Study text:

However, up until recently these kinds of formulation have been mainly used in warm climates such as Asia and Australia. In Europe, they are used sometimes at the beginning of the warm season, to reduce the impact of a chronic heat stress on performance, mainly in lactating sows.
In practice, it is difficult to switch from one diet to another in a reactive way based on feed delivery systems currently installed in commercial pig farms. But new equipment, such as electronic feed dispensers developed with 2 or 3 hoppers could help to modulate the quality of the diet delivered in a very reactive way.
A different partition of feed intake is expected to attenuate the impact of high ambient temperature. Trials performed in respiratory chambers at the experimental station INRAE (Saint-Gilles, Brittany, France) provided some information about the dynamics of heat production, especially heat released after a feed. The bigger the meal is, the more important the heat to be released is. However, the heat is not immediately released after the feed. Due to the metabolic process involved in the digestion and the physiological use of the energy intake, the short-term thermic effect of the diet is observed over the few hours following a feed (Figure 2). Then again after a feed, taken 1 hour before the time when the ambient temperature peaks above thermoneutral conditions, the amount of heat to be released is still important. The situation the animal faced was all the more difficult as the feed was spontaneously large.

Records shown:
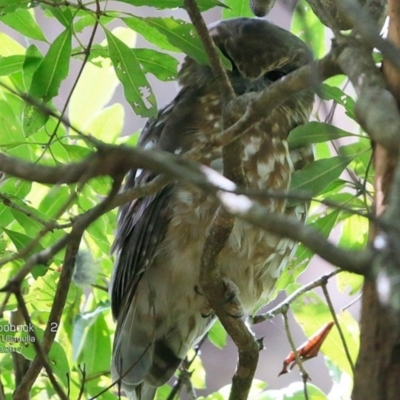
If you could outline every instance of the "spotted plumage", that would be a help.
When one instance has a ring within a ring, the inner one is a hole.
[[[228,75],[237,95],[261,91],[311,60],[299,39],[264,20],[222,21],[210,32],[232,62]],[[186,58],[179,84],[176,98],[146,124],[140,146],[180,154],[221,130],[221,98],[210,67]],[[290,130],[308,120],[312,103],[310,92],[292,96],[268,110],[240,139],[250,188],[285,191],[294,169],[312,159],[311,149],[290,153],[287,144]],[[205,163],[220,170],[220,153],[217,149],[206,154]],[[153,178],[151,171],[131,171],[126,188]],[[305,204],[288,208],[283,199],[262,204],[271,212],[305,218]],[[168,381],[214,321],[198,280],[203,244],[217,207],[200,189],[175,183],[121,208],[110,285],[117,321],[112,374],[131,399],[153,399],[156,387]],[[267,301],[294,248],[288,239],[235,222],[220,254],[220,270],[238,287],[246,313]]]

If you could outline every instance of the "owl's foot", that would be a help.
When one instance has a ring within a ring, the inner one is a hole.
[[[223,285],[223,299],[220,302],[223,310],[232,318],[242,318],[244,316],[244,312],[242,309],[242,305],[239,300],[239,289],[238,287],[229,279],[222,278],[221,279]],[[194,287],[194,291],[199,296],[204,296],[204,293],[200,290],[199,286]],[[207,302],[204,307],[201,309],[201,316],[203,318],[208,318],[211,315],[214,315],[214,310]]]

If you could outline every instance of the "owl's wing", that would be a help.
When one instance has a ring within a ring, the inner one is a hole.
[[[190,142],[190,133],[198,129],[193,113],[196,95],[182,90],[175,100],[162,109],[157,118],[144,127],[138,145],[145,149],[180,152]],[[150,182],[155,174],[131,170],[125,190]],[[159,243],[167,232],[170,216],[168,202],[173,185],[160,192],[136,199],[121,207],[113,251],[116,263],[110,283],[112,312],[115,319],[125,315],[135,295],[143,272],[151,265]]]

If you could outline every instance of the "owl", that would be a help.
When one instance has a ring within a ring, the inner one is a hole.
[[[265,20],[238,18],[210,26],[216,46],[231,61],[227,71],[237,96],[259,92],[309,63],[307,46]],[[221,131],[222,99],[208,65],[187,57],[175,99],[145,125],[139,146],[175,154],[207,143]],[[291,174],[312,160],[312,149],[290,151],[289,132],[308,121],[313,94],[300,92],[278,104],[239,140],[248,188],[287,191]],[[238,111],[239,112],[239,111]],[[238,118],[244,114],[242,110]],[[208,168],[221,171],[221,149],[205,154]],[[155,178],[132,170],[127,189]],[[289,207],[284,199],[264,199],[268,211],[304,221],[307,205]],[[112,376],[130,399],[152,400],[215,321],[199,290],[200,258],[218,202],[201,189],[176,182],[124,205],[114,243],[110,282],[116,334]],[[268,301],[296,244],[237,219],[220,253],[222,277],[239,290],[245,313]]]

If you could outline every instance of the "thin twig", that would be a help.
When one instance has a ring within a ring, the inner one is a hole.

Task requirements:
1. Answer each question from the text on heat stress in pigs:
(a) In which warm climates have these kinds of formulation mainly been used until recently?
(b) How many hoppers do the electronic feed dispensers have?
(c) Where is the experimental station INRAE located?
2. Duplicate the part of the text on heat stress in pigs starting with "However, up until" and going on through "very reactive way.".
The rows come from a source separate from the text on heat stress in pigs.

Written responses:
1.
(a) Asia and Australia.
(b) 2 or 3.
(c) Saint-Gilles, Brittany, France.

2.
However, up until recently these kinds of formulation have been mainly used in warm climates such as Asia and Australia. In Europe, they are used sometimes at the beginning of the warm season, to reduce the impact of a chronic heat stress on performance, mainly in lactating sows.
In practice, it is difficult to switch from one diet to another in a reactive way based on feed delivery systems currently installed in commercial pig farms. But new equipment, such as electronic feed dispensers developed with 2 or 3 hoppers could help to modulate the quality of the diet delivered in a very reactive way.